**Kaynak Metin:**
------------------------

Yıllardır öğrenciler YÖK'ün kaldırılması için
mücadele etmektedirler. Ancak bu kurum devletin gençler üzerindeki denetiminin
en önemli mekanizması olarak korunmaya devam edilmektedir. Üniversite
öğrencilerinin toplumsal sorunlara ilişkin mücadeleleri bizzat
üniversite yönetimleri ve YÖK tarafından tehlike olarak görülmekte ve
öğrencilere baskı ve zor uygulanmaktadır. Özellikle sol
görüşlü, muhalif öğrenciler, Kürt öğrenciler bu baskı
politikalarından en çok etkilenenler olmaktadır.
Türkiye'de
yaşanan siyasal, ekonomik, kültürel ve benzeri gelişmeler doğal
olarak üniversite gençliğini de etkilemektedir. Gençlerin bu
gelişmelere yönelik yaptıkları etkinlikler, basın
açıklamaları sonrasında öğrenciler hakkında okul
yönetimlerinin başlattıkları soruşturmalar sonrasında
birçok öğrencinin okulla ilişkisi kesilmekte, disiplin cezaları
verilmektedir. Bu durum sadece öğrencileri değil ailelerini de
olumsuz etkilemektedir. Özellikle Kürt öğrencilerine karşı
geliştirilen, şovenist, milliyetçi, ayrımcı
yaklaşım zaten öğrenciler için ciddi bir sorunken bir de okul
yönetimlerinin muhalif öğrencilere karşı baskıcı ve
antidemokratik tutumu eklenince yaşamları çekilmez hâle gelmektedir.

------------------------

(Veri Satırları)

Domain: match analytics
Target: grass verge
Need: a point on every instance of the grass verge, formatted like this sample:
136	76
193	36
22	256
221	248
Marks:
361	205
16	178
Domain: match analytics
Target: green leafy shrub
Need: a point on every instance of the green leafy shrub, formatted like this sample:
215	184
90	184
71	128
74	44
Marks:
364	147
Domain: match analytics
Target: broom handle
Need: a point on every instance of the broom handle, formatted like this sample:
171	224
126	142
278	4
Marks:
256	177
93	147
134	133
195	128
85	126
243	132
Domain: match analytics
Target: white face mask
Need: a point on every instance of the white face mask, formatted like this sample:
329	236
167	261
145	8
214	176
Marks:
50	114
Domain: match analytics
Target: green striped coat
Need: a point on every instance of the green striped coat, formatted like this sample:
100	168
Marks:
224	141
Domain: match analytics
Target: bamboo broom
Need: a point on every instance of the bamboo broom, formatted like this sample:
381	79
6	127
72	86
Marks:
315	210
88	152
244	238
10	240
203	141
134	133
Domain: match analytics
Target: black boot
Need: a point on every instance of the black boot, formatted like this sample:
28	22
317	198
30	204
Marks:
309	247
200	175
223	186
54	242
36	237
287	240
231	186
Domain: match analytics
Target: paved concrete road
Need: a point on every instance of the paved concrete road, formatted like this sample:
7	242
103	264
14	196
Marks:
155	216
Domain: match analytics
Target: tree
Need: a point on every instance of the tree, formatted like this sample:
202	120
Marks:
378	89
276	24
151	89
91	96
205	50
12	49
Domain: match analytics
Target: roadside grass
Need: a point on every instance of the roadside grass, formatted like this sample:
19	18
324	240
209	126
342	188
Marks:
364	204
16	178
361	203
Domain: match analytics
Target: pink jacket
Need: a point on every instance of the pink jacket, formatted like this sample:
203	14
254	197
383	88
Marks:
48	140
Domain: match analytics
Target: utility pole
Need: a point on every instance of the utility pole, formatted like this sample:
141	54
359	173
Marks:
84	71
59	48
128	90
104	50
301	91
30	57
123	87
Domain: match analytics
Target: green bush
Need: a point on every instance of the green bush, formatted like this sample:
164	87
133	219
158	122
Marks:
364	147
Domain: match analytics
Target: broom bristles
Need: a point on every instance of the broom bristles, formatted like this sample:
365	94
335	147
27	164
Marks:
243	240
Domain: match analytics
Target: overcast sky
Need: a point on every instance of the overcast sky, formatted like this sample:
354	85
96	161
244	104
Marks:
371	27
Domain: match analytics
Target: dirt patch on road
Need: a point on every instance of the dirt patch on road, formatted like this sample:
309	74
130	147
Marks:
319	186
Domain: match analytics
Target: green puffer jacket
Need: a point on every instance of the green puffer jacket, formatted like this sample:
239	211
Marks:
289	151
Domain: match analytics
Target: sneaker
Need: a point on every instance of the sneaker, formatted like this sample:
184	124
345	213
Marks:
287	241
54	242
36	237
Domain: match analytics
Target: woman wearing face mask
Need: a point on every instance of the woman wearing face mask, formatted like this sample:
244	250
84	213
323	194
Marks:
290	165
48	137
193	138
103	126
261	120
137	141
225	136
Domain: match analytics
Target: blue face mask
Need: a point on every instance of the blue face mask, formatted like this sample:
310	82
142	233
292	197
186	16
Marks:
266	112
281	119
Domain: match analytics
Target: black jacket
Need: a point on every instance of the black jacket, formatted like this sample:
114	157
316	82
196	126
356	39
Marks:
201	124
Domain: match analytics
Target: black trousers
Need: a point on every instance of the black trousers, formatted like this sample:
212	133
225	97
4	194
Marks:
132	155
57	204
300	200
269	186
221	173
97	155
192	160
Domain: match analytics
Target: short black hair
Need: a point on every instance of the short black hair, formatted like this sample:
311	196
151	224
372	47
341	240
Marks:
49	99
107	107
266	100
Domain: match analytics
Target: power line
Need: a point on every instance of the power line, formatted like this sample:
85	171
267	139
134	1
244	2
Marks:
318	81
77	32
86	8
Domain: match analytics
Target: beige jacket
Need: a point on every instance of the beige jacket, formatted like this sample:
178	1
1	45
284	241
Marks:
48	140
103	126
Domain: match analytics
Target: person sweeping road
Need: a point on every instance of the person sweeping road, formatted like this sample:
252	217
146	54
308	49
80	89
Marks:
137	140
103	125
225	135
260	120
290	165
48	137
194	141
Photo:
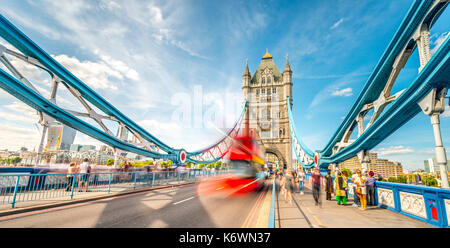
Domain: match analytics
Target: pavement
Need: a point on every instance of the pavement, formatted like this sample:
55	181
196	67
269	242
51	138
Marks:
63	198
303	213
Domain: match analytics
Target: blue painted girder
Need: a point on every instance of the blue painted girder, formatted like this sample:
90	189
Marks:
24	44
436	74
382	71
36	101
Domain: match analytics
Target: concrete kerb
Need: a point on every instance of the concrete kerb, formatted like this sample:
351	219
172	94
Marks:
87	199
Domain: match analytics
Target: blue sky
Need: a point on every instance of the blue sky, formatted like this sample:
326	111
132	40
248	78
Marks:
149	57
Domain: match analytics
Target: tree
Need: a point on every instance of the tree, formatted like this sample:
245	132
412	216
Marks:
430	181
218	164
392	179
110	162
349	172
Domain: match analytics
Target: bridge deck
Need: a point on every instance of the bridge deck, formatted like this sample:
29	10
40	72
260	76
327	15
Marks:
304	214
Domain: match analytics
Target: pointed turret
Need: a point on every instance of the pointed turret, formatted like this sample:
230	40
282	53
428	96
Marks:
287	67
246	71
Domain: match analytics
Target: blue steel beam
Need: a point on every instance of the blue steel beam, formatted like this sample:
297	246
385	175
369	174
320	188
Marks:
294	137
382	71
436	74
24	44
36	101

------------------------

**İstenen Görev:**
YÖK ve üniversite öğrencileri üzerine olan metinden, "Yıllardır öğrenciler YÖK'ün" sözcüklerinden başlayıp aşağıya doğru "çok etkilenenler olmaktadır." sözcüklerine kadar uzanan bölümün tamamını aynen verin.

**Alıştırma Çıktısı:**
Yıllardır öğrenciler YÖK'ün kaldırılması için
mücadele etmektedirler. Ancak bu kurum devletin gençler üzerindeki denetiminin
en önemli mekanizması olarak korunmaya devam edilmektedir. Üniversite
öğrencilerinin toplumsal sorunlara ilişkin mücadeleleri bizzat
üniversite yönetimleri ve YÖK tarafından tehlike olarak görülmekte ve
öğrencilere baskı ve zor uygulanmaktadır. Özellikle sol
görüşlü, muhalif öğrenciler, Kürt öğrenciler bu baskı
politikalarından en çok etkilenenler olmaktadır.